===== DATA =====

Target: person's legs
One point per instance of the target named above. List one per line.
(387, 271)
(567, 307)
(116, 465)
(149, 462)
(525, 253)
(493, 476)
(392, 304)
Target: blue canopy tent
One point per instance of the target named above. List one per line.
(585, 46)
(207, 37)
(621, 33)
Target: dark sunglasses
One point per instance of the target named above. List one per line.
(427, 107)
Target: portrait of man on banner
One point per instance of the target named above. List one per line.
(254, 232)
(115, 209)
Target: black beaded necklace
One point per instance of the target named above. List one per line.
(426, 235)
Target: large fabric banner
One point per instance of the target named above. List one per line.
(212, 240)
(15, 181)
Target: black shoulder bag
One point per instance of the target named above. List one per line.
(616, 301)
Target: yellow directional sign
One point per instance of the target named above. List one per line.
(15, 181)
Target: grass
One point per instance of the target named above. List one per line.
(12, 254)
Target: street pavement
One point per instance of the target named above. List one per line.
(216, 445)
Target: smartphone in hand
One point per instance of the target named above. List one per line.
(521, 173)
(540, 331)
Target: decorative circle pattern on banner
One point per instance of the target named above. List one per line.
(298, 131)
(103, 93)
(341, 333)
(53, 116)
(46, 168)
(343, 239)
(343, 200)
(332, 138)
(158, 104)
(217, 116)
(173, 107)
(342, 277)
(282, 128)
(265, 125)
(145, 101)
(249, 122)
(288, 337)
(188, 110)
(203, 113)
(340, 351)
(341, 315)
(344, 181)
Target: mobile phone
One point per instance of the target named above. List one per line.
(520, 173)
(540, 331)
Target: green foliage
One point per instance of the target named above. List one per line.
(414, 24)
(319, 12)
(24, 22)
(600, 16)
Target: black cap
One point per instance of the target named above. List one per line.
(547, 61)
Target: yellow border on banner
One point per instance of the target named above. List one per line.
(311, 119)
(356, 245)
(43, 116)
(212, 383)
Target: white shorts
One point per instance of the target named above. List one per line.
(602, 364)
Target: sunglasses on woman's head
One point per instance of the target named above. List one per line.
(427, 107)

=====

WHAT IS ASKED -
Reproduce the lines of the records without any changes, starting with the line containing "Target: black cap" and running through the last line of the records, with both ends included.

TASK RESULT -
Target: black cap
One point per instance of the target named above. List one per line.
(547, 61)
Target: yellow border on banner
One point per instance of the target named above. List one per line.
(311, 119)
(356, 245)
(43, 116)
(212, 383)
Target: white shorts
One point per instance of the target named above. List one per line.
(602, 364)
Target: sunglasses on woman's head
One point per instance of the target named above. List one per line.
(427, 107)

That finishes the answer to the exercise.